* START Text extract *

In addition, there is the consideration that things within the game itself may remove the ability of PCs to generate particular effects, either temporarily or "permanently", including (but not limited to):
Sunder
Rust Monsters
Disenchanters
Spellthieves
Confusion effects
Level Draining effects
Stat Draining effects
Wish/Alter Reality effects
Expenditure of charges


----------



## Hierax (Oct 16, 2009)

Better late than never, applause to Orcus for getting these games out there!

I'd love to get them when I get some cash. 


Lots of talk here about modules in general but are there any on topic comments/reviews about these particular new Necromancer modules themselves? 

Are they on par with the rest of the Necromancer stuff, specifically how do they compare to others, say like Rappan Athuk and Abysthor?


----------



## Twowolves (Oct 16, 2009)

Remathilis said:


> I find FoM is a hot/cold spell; some players always keep one on hand for grappling beasties, but others never bother with it. More to the point, they don't have more than one casting prepped.





It's a rock to the DM's scissors. It not only stops grapplers (like the dreaded Evard's Black Tentacles) but it stops Web, Entangle, Hold Person/Monster, hindering terrain, even lets you swing that mace underwater with no penalties. It's one of those spells that saves your bacon so many times and in so many situations that I (and the groups I've interacted with) think it almost a no brainer. You are pretty much guaranteed to run into one of these types of encounters (critters/spells/environments) in any adventure.

But that is obviously my limited experience.


----------



## The Shaman (Oct 16, 2009)

Wicht said:


> Its only bad design if you assume the PCs should be able to overcome every obstacle put in their way.  Personally, in most of my worlds, I just design things in a way that seems reasonable to me and its the PCs problem to overcome.  If I was a vampire I jolly well would have a hard to get to coffin, especially if I was clever and intelligent and had hundreds of years to prepare it.



Well said.

I like to work from the assumption that most adversaries are at least as smart as the adventurers, and plan accordingly.


----------



## GMforPowergamers (Oct 16, 2009)

The Shaman said:


> Well said.
> 
> I like to work from the assumption that most adversaries are at least as smart as the adventurers, and plan accordingly.




that sort of thinking leads to one big problem (inless your me, becuse I am a a god of DMing  ) and that is there are 3-6 minds against one. I mean if you are the smartest guy in your group (witch of cource I am  ) you still have to be smart enought to out think the combined intelagence of the whole party...

* END Text extract *
* START Extracted records *

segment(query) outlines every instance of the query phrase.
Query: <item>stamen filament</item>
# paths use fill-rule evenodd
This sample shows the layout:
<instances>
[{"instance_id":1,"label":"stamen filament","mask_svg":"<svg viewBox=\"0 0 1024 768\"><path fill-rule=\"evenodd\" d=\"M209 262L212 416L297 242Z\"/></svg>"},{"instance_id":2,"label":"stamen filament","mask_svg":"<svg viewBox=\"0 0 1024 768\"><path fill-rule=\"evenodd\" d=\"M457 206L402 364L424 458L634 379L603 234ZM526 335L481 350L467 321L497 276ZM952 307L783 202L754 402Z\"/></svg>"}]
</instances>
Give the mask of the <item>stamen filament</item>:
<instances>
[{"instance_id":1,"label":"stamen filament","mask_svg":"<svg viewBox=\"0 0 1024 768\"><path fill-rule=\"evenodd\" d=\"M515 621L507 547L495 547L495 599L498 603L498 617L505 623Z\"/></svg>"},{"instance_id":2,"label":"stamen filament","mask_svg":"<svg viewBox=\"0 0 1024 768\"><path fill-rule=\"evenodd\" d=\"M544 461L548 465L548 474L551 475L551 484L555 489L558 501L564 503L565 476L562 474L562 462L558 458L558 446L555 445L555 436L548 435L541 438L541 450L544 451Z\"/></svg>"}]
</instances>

* END Extracted records *

■ What you will do
- 1) Answer these questions using the forum thread about the Necromancer modules.
(a) Which two other Necromancer titles does Hierax name for comparison?
(b) According to Twowolves, what does the spell let a character do underwater?
(c) How many minds does GMforPowergamers say are set against the one DM?
- 2) Carry the forum thread about the Necromancer modules forward from where it stops.

■ Set of answers
- 1)
(a) Rappan Athuk and Abysthor.
(b) Swing a mace with no penalties.
(c) 3-6.

- 2)
of cource if you are a super Genius like me, and wile E cayotie, then no problem...


----------



## The Shaman (Oct 18, 2009)

GMforPowergamers said:


> that sort of thinking leads to one big problem (inless your me, becuse I am a a god of DMing  ) and that is there are 3-6 minds against one. I mean if you are the smartest guy in your group (witch of cource I am  ) you still have to be smart enought to out think the combined intelagence of the whole party...
> 
> of cource if you are a super Genius like me, and wile E cayotie, then no problem...





As the referee, you have access to far more information than the players and unlimited resources at your disposal. If you can't challenge pretty much any group of players, well then, you probably shouldn't be behind the screen.

In my humble opinion and all that.


----------



## Angellis_ater (Oct 18, 2009)

Two questions - first of all, I'll re-iterate my question in a different light (since it didn't get answered earlier) - was it unfeasible, 1½ year ago to write these modules under the OGL, but for 4E like Goodman Games does? OR were these completed for 3.5 rules and assumptions more than 1½ year ago and you wanted to redefine enough stuff to make it "4E rules, 3.5 feel" and were thus screwed by the GSL? Second question - Why couldn't you release "4Erules->3.5feel" rules modifications under the OGL?


----------



## Greg V (Oct 19, 2009)

Angellis_ater said:


> Two questions - first of all, I'll re-iterate my question in a different light (since it didn't get answered earlier) - was it unfeasible, 1½ year ago to write these modules under the OGL, but for 4E like Goodman Games does? OR were these completed for 3.5 rules and assumptions more than 1½ year ago and you wanted to redefine enough stuff to make it "4E rules, 3.5 feel" and were thus screwed by the GSL? Second question - Why couldn't you release "4Erules->3.5feel" rules modifications under the OGL?




I can't speak for the others, but the writing for the Slumbering Tsar series was completed about 4 years ago.


----------



## Filcher (Oct 19, 2009)

Ouch. That's patience.


----------



## Orcus (Oct 21, 2009)

JoeGKushner said:


> Orcus limited interaction with this thread reinforces my 'fire and forget' theory.
> 
> It also showcases one of the reasons why EN World isn't 'hip' anymore.
> 
> ...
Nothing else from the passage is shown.